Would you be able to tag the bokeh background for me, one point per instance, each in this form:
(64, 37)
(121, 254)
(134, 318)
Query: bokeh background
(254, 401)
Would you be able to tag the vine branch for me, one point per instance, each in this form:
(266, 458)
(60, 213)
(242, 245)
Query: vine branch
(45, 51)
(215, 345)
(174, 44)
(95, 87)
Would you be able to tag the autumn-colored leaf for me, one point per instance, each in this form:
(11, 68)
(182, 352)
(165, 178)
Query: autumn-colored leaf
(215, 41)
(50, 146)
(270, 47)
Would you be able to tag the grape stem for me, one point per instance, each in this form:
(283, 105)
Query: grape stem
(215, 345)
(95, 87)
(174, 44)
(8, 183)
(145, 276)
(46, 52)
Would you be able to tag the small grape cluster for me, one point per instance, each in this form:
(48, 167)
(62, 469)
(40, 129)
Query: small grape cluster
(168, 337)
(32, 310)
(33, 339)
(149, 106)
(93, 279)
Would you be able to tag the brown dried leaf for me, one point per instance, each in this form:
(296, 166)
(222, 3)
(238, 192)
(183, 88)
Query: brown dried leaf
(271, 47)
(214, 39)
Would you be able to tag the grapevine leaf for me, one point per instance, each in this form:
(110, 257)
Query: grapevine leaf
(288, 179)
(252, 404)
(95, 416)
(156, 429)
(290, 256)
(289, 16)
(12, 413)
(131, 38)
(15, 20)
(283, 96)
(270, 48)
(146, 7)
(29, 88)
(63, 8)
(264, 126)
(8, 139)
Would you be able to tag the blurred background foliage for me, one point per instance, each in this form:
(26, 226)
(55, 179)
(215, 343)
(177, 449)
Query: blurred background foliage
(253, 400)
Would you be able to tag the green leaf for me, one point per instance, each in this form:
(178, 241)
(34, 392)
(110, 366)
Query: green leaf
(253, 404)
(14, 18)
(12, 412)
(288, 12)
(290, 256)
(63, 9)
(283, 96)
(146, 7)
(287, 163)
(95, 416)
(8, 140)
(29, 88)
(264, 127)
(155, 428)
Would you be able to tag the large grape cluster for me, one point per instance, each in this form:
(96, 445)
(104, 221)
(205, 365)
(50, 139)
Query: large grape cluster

===

TASK OBJECTIVE:
Copy the entire listing above word for word, with every line unchanged.

EXERCISE OUTPUT:
Would you be able to tag the bokeh background for me, one point per instance, each in this form:
(64, 37)
(121, 254)
(134, 318)
Query: bokeh background
(254, 401)
Would you be able to tag the vine branch for me, one point per instance, each in this form:
(266, 458)
(60, 213)
(242, 245)
Query: vine branch
(45, 51)
(215, 345)
(174, 44)
(95, 87)
Would you be able to tag the autumn-colored leaf for me, one point per instance, each in this form:
(11, 68)
(182, 352)
(165, 178)
Query: autumn-colored leaf
(215, 41)
(50, 146)
(270, 47)
Would you be able to tag the grape stem for me, one point per instance, each in this form:
(283, 105)
Query: grape stem
(215, 345)
(95, 87)
(174, 44)
(8, 183)
(145, 276)
(46, 52)
Would you be able to tag the small grape cluster for me, one point per instance, each in this form:
(48, 167)
(62, 469)
(40, 129)
Query: small grape cluster
(168, 337)
(32, 310)
(33, 339)
(149, 106)
(93, 279)
Would you be able to tag the brown dried leaf for me, one point per instance, each in this form:
(296, 166)
(222, 3)
(238, 192)
(183, 88)
Query: brown dried leaf
(271, 47)
(214, 39)
Would you be able to tag the grapevine leaf for me, one point per instance, each in this form:
(110, 257)
Query: grapevine leaf
(288, 179)
(252, 404)
(95, 416)
(156, 429)
(290, 256)
(289, 16)
(12, 413)
(131, 38)
(15, 20)
(283, 96)
(270, 48)
(146, 7)
(29, 88)
(63, 8)
(264, 126)
(8, 139)
Would you be able to tag the blurred background foliage for me, one point per instance, each in this form:
(26, 226)
(55, 179)
(215, 343)
(177, 449)
Query: blurred background foliage
(253, 400)
Would you be able to tag the green leaf for me, one point per instance, each in this form:
(178, 241)
(34, 392)
(110, 366)
Query: green leaf
(253, 404)
(14, 18)
(12, 412)
(288, 12)
(290, 256)
(63, 9)
(283, 96)
(146, 7)
(287, 163)
(95, 416)
(8, 140)
(29, 88)
(264, 127)
(155, 428)
Would you be able to tag the large grape cluster for me, one point per instance, each in this form:
(96, 445)
(104, 221)
(205, 365)
(50, 139)
Query: large grape cluster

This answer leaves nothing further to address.